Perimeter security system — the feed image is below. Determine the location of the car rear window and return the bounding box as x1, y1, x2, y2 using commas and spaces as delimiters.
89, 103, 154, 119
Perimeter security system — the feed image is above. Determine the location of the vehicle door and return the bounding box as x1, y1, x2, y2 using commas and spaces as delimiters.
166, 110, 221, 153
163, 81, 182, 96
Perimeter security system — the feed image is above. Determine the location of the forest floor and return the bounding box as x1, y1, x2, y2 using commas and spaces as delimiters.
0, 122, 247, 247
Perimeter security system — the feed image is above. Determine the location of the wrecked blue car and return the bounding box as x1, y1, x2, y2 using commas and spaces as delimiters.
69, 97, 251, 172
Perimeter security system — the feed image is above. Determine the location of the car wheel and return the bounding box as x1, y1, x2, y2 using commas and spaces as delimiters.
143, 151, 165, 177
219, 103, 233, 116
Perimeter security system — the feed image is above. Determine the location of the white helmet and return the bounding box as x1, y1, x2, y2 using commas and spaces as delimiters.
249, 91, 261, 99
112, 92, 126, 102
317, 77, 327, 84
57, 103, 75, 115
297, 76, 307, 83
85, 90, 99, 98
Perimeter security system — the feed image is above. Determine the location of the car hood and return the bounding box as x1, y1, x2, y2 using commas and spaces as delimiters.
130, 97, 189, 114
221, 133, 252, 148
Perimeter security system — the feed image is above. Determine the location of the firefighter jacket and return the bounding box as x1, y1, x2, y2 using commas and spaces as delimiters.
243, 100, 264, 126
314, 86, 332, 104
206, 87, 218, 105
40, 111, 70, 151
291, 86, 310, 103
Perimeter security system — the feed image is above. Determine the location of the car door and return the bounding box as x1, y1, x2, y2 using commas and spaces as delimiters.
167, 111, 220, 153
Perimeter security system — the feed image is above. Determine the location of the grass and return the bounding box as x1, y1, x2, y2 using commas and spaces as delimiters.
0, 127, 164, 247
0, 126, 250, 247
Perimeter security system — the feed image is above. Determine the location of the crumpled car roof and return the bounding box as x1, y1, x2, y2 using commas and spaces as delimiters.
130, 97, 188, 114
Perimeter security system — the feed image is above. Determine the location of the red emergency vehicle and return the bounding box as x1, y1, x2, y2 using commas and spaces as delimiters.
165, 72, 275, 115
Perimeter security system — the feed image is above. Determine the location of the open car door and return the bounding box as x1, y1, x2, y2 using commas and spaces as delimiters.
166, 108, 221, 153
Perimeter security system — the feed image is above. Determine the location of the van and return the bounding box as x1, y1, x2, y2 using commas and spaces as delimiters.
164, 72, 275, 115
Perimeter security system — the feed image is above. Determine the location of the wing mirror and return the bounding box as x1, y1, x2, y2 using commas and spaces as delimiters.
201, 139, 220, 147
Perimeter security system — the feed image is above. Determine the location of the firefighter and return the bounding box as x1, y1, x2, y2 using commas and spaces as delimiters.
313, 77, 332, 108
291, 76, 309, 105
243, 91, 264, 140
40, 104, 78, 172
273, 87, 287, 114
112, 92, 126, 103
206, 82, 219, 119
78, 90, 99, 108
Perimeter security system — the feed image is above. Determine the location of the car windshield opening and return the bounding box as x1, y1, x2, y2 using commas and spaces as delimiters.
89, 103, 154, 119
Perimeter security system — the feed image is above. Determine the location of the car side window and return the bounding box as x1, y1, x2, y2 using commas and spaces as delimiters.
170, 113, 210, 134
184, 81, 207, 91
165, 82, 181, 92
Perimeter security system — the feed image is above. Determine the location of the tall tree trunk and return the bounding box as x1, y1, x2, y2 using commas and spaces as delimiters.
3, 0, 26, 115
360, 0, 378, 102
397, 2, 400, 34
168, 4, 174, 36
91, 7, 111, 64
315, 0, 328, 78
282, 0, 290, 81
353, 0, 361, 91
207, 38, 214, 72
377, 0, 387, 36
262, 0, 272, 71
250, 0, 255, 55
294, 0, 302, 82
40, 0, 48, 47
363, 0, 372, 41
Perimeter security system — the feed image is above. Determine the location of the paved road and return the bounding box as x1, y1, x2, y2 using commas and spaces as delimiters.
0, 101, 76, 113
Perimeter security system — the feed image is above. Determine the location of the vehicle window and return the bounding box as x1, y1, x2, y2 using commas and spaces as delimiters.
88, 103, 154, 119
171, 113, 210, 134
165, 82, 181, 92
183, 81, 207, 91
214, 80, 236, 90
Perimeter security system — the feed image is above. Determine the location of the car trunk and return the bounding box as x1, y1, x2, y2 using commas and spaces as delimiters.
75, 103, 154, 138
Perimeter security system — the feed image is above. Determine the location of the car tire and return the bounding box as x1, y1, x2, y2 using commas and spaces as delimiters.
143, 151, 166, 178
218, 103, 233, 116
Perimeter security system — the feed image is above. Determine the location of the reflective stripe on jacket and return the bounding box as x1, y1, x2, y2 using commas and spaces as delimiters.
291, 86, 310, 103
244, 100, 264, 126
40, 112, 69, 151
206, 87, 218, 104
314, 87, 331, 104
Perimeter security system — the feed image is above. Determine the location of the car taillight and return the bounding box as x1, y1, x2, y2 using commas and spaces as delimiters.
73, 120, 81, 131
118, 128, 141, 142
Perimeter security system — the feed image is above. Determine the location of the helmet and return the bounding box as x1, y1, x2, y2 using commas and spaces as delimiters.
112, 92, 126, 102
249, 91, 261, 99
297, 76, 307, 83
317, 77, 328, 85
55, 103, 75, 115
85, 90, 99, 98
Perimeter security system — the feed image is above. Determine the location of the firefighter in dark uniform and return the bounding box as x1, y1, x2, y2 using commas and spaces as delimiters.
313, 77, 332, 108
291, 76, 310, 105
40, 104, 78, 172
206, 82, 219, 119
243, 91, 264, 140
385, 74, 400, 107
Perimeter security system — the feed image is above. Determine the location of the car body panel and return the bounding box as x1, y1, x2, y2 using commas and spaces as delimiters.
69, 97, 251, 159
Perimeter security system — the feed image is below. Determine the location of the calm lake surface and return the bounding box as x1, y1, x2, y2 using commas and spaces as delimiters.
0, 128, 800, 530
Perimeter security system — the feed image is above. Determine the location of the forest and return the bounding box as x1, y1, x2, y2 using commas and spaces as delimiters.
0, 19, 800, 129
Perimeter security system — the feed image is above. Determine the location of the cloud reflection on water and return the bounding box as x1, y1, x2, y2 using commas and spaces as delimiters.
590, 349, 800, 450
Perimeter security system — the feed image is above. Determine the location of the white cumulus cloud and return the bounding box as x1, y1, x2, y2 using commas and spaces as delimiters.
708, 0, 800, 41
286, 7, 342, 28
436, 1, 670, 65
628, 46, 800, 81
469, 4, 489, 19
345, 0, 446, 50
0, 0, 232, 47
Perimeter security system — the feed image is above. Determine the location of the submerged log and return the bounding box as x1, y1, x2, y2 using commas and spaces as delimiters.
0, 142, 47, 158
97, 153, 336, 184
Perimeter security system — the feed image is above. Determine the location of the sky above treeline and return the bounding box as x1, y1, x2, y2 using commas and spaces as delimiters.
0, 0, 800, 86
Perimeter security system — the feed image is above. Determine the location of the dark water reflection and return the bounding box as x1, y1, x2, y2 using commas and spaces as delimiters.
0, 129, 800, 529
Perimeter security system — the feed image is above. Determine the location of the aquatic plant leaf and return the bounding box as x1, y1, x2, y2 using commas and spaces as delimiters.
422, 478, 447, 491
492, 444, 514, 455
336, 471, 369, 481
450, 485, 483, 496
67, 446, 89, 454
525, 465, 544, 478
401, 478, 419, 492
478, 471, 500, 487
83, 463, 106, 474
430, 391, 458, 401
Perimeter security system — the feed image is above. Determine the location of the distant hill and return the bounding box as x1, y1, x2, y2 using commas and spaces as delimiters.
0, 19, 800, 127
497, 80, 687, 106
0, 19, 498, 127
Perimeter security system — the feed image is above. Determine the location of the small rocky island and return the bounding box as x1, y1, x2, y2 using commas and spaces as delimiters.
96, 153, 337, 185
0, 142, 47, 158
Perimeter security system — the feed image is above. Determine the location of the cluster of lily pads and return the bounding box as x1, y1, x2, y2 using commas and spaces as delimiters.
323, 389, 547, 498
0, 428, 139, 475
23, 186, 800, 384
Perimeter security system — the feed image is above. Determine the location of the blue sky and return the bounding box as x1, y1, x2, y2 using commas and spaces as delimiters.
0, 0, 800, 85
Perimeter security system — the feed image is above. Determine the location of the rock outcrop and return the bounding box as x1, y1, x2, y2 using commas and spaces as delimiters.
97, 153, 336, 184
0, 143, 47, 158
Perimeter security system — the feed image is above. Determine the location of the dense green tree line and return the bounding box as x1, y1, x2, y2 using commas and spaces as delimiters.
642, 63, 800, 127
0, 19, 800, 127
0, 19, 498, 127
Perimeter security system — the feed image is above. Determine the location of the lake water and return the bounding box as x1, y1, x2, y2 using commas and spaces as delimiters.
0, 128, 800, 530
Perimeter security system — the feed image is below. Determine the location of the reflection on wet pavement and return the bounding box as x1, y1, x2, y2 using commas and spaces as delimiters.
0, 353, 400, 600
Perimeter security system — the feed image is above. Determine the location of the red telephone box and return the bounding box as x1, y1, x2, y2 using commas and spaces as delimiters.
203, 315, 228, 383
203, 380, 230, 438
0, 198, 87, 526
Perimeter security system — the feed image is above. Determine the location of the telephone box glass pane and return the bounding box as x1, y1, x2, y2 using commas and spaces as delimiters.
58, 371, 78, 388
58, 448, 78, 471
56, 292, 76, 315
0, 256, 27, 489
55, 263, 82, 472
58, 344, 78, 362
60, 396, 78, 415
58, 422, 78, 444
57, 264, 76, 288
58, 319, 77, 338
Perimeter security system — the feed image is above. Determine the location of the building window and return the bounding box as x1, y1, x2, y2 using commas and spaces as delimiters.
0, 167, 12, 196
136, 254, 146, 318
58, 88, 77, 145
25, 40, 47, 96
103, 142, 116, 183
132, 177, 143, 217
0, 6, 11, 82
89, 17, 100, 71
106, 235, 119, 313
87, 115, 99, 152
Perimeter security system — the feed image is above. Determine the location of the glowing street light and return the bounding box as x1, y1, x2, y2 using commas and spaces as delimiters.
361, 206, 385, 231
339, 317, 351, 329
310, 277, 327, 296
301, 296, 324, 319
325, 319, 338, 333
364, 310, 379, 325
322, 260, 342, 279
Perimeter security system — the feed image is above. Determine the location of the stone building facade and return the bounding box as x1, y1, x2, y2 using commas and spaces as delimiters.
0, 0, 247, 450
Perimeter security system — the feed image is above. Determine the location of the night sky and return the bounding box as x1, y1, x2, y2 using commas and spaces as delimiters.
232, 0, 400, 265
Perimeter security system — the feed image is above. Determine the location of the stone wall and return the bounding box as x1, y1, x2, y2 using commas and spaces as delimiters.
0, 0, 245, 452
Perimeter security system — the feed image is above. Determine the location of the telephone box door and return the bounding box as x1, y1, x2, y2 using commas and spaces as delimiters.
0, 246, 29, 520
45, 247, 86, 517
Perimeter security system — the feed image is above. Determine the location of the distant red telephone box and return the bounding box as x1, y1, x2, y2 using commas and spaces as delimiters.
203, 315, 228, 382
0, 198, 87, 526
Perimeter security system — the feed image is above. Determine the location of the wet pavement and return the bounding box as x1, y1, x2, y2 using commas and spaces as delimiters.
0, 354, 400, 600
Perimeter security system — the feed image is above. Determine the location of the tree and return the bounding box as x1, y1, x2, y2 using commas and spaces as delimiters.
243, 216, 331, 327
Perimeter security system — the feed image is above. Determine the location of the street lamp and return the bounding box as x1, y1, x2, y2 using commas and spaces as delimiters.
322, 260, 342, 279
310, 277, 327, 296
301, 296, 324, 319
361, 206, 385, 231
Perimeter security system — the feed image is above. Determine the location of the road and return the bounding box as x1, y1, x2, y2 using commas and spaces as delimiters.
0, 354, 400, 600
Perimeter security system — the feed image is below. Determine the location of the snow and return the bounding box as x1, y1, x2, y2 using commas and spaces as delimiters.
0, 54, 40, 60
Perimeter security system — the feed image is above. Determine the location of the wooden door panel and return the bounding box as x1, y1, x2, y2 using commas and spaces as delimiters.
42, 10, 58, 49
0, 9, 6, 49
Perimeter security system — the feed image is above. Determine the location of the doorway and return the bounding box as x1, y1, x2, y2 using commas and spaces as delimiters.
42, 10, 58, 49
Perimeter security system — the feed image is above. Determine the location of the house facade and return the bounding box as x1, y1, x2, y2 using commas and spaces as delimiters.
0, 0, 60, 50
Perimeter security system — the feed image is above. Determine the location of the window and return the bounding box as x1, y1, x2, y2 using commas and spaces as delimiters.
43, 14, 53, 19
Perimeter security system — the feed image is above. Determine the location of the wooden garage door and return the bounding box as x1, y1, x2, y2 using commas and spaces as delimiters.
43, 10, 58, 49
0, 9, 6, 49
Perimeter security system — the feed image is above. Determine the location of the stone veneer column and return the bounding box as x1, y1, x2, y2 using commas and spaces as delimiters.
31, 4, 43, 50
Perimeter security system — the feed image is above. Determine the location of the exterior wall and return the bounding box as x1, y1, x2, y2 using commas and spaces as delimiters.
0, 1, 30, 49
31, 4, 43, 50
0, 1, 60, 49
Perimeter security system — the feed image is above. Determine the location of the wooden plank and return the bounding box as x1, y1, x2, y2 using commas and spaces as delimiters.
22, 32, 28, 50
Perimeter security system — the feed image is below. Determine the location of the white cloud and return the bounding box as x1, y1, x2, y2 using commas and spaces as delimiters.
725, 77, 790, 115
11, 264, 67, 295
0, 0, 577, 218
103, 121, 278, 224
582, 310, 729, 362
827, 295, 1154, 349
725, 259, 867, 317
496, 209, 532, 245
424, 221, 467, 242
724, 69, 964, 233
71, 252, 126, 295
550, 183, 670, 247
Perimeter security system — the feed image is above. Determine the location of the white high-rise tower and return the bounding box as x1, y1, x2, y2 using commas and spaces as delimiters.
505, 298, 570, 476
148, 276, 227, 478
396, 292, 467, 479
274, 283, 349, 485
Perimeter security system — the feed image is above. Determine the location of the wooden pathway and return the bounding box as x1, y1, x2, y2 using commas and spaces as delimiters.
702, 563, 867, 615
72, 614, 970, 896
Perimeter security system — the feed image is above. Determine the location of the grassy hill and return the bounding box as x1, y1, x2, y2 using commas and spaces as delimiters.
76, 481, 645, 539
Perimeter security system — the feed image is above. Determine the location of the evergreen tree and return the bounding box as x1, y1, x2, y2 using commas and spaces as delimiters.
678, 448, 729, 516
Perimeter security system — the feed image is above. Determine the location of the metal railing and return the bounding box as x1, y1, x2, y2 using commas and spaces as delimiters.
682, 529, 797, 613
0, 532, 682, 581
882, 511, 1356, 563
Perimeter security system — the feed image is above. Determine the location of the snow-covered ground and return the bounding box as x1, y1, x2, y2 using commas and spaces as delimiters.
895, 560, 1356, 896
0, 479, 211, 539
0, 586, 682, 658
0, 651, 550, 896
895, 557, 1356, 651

▸ **Given instruction**: Rewrite as a numbered list, with blank lines omitted, every line from the one containing "of the grassy" up to and including the last line of the records.

▸ **Answer to this problem**:
1. Perimeter security system — the feed image is above. Determine the location of the grassy hill and return the bounding box as x1, y1, x2, y2 using commas and spaces as delimiters.
2. 76, 481, 645, 539
3. Perimeter security system — the feed image is above. Determine the location of the evergreen tree and return the bounding box as x1, y1, x2, y2 using commas and spaces as delimiters.
4. 678, 448, 729, 516
5. Perimeter security system — the feed image is above. Determine the location of the metal railing and return the bounding box as x1, y1, x2, y2 using commas and spaces as delimiters.
6. 682, 529, 797, 613
7. 0, 532, 682, 581
8. 882, 511, 1356, 563
9. Perimeter security system — the feed image is above. Determine the location of the snow-covered ground and return the bounding box as x1, y1, x2, y2 using commas and spaces as delimiters.
10. 895, 560, 1356, 896
11. 0, 479, 211, 539
12. 0, 586, 682, 658
13. 0, 651, 550, 896
14. 895, 557, 1356, 651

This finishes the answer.